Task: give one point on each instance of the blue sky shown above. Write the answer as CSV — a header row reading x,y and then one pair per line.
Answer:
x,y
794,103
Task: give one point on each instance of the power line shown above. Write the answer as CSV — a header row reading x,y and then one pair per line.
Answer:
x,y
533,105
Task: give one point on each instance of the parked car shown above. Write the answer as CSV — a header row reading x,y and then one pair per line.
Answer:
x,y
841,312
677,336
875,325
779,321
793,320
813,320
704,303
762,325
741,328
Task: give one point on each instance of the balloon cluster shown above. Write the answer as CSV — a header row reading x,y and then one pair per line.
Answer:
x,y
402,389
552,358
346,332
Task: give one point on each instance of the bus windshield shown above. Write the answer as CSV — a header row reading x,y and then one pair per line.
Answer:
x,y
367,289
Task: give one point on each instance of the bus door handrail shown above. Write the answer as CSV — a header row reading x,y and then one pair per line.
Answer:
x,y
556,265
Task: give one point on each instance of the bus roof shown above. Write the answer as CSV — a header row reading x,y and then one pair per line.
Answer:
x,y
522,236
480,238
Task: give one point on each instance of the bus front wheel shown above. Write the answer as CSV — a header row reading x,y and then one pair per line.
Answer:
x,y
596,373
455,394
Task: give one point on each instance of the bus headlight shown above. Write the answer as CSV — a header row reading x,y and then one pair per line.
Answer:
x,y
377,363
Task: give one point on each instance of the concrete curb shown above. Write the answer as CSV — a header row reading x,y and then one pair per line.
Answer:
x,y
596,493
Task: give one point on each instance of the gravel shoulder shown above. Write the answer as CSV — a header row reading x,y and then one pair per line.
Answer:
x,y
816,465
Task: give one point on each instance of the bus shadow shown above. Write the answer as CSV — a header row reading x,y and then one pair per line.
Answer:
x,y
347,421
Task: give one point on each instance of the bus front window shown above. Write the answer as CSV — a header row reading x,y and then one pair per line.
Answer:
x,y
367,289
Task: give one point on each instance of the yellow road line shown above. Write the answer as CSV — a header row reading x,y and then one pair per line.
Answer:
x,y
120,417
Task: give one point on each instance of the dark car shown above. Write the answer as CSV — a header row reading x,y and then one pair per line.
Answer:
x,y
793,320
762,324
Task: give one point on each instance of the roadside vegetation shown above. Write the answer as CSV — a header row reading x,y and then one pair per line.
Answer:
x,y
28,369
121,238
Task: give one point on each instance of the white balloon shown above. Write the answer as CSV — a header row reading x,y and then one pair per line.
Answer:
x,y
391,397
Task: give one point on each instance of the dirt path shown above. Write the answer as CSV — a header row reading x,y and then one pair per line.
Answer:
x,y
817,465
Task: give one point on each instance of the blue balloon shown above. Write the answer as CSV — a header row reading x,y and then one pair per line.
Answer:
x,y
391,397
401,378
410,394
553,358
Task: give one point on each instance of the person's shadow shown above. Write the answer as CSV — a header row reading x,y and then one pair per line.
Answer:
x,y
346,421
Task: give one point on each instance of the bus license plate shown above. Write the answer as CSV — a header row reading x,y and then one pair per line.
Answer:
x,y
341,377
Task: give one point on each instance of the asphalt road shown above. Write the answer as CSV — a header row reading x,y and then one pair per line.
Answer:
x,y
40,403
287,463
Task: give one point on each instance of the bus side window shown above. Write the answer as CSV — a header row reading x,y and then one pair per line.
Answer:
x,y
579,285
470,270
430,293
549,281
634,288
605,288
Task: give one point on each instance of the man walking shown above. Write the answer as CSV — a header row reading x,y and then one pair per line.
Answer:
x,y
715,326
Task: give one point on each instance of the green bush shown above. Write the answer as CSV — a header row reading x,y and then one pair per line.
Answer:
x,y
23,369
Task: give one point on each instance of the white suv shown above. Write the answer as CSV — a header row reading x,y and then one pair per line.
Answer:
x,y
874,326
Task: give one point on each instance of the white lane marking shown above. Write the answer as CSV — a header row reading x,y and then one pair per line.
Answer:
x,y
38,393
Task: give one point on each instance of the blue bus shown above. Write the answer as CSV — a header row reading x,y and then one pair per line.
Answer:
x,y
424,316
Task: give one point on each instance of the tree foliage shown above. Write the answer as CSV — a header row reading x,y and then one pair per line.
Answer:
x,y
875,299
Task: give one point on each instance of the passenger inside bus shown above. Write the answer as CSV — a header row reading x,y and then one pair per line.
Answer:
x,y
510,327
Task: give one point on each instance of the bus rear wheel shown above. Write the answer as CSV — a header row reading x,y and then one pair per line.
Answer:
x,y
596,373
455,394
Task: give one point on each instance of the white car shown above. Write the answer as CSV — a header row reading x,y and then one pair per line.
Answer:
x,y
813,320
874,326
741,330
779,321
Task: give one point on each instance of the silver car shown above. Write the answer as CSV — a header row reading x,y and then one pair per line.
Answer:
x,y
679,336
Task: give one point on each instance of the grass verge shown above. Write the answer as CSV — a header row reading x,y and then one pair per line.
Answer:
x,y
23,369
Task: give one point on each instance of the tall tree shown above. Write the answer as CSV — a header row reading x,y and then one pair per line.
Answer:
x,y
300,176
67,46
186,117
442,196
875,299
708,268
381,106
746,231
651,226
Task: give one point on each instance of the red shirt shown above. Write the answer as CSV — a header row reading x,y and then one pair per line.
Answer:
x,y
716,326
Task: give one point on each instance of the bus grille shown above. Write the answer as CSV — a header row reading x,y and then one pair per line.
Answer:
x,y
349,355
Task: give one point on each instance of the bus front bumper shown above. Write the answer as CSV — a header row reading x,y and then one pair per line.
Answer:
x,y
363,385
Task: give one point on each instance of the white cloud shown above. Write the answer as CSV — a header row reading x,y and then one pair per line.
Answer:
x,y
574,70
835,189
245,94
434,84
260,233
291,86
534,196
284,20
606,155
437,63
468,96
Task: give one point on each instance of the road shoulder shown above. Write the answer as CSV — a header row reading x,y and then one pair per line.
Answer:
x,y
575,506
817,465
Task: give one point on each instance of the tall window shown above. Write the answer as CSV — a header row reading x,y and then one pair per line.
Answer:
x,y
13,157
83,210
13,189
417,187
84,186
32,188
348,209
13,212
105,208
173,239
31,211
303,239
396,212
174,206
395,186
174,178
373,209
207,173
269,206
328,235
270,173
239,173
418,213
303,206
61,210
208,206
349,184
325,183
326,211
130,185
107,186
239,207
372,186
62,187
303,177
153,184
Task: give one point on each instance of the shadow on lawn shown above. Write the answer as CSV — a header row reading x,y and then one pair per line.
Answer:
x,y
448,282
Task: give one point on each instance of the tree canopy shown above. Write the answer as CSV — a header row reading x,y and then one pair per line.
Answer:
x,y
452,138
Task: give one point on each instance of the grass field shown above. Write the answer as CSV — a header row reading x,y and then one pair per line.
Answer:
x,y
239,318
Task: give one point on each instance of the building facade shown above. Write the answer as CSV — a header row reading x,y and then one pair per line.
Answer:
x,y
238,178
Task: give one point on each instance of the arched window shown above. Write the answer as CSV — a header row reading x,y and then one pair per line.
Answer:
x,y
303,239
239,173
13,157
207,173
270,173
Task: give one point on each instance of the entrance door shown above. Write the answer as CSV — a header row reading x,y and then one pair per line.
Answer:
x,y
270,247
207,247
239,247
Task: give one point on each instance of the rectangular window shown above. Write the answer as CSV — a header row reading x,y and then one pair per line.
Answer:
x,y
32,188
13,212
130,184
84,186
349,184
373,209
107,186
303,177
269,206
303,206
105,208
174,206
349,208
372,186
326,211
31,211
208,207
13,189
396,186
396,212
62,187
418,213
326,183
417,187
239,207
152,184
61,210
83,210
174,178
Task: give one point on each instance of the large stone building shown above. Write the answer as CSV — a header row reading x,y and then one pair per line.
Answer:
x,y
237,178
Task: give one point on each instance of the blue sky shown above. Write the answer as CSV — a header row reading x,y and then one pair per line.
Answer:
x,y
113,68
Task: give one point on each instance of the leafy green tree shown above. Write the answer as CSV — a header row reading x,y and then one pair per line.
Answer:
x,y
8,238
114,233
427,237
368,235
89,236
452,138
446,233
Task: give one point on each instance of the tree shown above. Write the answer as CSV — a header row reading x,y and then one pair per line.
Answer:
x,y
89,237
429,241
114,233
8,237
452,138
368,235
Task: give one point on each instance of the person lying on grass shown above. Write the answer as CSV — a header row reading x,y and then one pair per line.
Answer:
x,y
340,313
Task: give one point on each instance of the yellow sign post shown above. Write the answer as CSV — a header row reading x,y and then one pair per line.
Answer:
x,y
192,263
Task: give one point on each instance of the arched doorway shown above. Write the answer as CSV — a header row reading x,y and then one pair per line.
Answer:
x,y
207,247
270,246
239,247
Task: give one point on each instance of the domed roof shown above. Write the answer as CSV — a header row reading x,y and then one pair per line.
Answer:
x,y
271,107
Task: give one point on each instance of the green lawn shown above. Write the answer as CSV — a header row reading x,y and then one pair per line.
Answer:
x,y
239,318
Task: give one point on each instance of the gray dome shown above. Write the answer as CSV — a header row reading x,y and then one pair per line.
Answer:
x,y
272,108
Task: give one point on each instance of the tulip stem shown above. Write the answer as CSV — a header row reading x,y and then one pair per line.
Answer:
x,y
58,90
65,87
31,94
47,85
----------------
● **Requirement**
In the records above, find the line containing "Task: give one point on each instance of the yellow sign"; please retype it and every line after it through the last line, exactly and with nothing else.

● **Output of the task**
Task: give one point on each instance of the yellow sign post shown above. Write the answer as CSV — a header row reading x,y and then one pair per line.
Answer:
x,y
192,263
Task: give one point on each instance of the arched doorway shown above. Write the answer as CSV — a header row reading x,y and then one pair per line.
Answer:
x,y
207,247
270,246
239,247
Task: give one point on each instance of the domed roof shown above. Write the answer as CSV — a header row reading x,y and then one pair per line.
Answer:
x,y
271,107
Task: give one point on each instance of the green lawn shown above. Write the answer as CSV — a header row reading x,y and then one pair per line.
Answer:
x,y
239,318
Task: give one point on each instance of the gray dome shown above. Write the answer as CSV — a header row reading x,y and then one pair per line.
Answer:
x,y
272,108
Task: give one point on each instance of the tulip stem shown above. Write the answer as CSV — a header row reading x,y and then one pair per line.
Answer:
x,y
58,90
65,87
31,94
47,85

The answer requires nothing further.